> **EXCERPTED RECORDS**:
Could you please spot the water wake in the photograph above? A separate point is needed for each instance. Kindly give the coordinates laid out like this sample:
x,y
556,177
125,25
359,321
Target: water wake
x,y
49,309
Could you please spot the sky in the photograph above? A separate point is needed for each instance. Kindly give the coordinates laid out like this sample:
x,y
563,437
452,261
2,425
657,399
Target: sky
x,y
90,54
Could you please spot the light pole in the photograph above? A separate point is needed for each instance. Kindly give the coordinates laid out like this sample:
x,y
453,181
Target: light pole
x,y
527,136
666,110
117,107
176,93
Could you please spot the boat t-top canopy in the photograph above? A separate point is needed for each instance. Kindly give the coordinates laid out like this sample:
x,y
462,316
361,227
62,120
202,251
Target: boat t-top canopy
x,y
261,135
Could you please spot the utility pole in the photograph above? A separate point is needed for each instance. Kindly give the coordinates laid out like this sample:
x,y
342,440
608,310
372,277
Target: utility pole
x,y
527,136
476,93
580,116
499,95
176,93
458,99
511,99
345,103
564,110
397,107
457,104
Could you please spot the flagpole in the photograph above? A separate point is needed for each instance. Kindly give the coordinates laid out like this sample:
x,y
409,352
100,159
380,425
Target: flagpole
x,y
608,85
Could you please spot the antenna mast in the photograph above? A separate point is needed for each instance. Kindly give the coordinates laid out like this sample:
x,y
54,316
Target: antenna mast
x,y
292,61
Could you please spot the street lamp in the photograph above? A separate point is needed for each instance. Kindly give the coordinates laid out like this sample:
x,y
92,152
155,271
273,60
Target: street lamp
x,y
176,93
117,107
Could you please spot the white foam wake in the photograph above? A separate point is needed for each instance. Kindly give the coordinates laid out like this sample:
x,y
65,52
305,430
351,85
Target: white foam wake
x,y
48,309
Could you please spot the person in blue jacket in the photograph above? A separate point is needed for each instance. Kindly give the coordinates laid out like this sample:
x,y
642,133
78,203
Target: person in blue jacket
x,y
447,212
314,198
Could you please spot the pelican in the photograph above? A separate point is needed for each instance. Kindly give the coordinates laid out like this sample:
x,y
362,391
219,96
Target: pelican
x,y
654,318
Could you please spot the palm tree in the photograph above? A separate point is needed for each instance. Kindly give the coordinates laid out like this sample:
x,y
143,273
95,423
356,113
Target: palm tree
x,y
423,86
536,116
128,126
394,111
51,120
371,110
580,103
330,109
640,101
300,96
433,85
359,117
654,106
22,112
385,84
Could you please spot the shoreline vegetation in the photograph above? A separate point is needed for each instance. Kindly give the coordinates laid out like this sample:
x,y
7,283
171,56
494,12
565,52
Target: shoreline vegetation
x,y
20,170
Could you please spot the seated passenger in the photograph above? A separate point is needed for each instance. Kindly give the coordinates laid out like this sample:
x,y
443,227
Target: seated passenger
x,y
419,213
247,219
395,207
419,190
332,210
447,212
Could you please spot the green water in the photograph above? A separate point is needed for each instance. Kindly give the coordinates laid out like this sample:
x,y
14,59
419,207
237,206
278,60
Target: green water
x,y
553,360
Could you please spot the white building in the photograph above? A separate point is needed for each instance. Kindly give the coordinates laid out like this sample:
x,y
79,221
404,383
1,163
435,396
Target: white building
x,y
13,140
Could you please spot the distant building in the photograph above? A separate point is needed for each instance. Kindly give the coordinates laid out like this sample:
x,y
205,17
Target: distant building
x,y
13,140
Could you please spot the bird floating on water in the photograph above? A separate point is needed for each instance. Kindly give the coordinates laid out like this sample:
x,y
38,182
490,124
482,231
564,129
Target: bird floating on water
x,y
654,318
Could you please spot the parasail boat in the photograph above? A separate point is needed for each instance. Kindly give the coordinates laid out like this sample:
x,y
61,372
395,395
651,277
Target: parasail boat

> **REQUIRED WORK**: Report how many lines of the records above contain the word "parasail", and give only that number.

> **WRITTEN REPLY**: 2